### What is being asked
Find every line containing "mound" in the records below and report the tally as a bare number.

### Entries shown

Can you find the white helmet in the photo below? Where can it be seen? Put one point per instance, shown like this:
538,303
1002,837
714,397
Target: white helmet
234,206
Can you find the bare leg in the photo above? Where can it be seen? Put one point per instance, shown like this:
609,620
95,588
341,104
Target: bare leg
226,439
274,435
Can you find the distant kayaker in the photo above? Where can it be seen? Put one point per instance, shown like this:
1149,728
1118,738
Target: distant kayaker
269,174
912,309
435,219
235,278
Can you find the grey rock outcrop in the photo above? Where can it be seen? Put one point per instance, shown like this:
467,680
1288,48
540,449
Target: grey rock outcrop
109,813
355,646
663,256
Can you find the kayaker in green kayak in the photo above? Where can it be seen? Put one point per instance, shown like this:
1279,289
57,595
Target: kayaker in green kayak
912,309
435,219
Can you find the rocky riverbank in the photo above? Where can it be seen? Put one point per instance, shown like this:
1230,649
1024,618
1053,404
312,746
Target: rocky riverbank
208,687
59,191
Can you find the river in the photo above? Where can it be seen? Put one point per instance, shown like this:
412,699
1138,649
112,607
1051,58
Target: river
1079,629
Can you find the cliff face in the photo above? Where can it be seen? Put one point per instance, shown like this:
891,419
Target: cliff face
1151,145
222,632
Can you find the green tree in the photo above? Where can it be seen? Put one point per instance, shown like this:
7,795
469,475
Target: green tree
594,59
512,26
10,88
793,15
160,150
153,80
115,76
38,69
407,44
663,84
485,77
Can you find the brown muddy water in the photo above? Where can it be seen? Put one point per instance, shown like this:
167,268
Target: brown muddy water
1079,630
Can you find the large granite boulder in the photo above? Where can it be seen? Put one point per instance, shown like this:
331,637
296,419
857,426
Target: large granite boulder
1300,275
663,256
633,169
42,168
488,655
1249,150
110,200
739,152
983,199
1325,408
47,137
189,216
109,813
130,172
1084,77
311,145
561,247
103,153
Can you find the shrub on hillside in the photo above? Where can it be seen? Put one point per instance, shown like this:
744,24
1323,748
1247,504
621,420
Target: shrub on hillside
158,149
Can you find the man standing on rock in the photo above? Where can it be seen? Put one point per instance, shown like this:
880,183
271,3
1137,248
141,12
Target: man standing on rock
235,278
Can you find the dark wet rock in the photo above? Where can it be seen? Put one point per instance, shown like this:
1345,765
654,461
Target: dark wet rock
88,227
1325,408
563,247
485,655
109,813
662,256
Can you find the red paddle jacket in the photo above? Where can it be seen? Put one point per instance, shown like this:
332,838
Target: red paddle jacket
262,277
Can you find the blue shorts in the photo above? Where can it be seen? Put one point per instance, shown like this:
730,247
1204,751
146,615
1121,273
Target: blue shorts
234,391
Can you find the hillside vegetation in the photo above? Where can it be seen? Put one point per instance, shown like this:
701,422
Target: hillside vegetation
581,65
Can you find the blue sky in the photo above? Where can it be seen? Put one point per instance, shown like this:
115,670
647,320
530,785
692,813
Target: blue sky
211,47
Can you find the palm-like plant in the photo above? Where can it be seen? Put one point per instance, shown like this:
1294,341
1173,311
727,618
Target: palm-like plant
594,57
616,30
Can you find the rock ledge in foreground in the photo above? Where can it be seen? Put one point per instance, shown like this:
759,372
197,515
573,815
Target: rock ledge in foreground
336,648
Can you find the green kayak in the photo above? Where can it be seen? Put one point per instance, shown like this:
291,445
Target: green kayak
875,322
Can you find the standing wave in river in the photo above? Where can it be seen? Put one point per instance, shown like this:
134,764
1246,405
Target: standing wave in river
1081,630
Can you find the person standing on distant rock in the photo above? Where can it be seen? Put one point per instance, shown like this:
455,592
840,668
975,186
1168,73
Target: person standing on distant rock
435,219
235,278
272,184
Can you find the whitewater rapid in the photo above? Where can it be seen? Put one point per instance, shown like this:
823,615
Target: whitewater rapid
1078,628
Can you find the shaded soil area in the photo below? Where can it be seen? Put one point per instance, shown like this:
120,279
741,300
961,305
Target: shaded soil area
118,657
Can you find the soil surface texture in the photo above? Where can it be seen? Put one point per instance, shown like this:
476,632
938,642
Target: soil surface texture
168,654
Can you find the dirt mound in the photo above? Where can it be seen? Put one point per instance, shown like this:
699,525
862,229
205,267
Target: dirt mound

### Finished task
2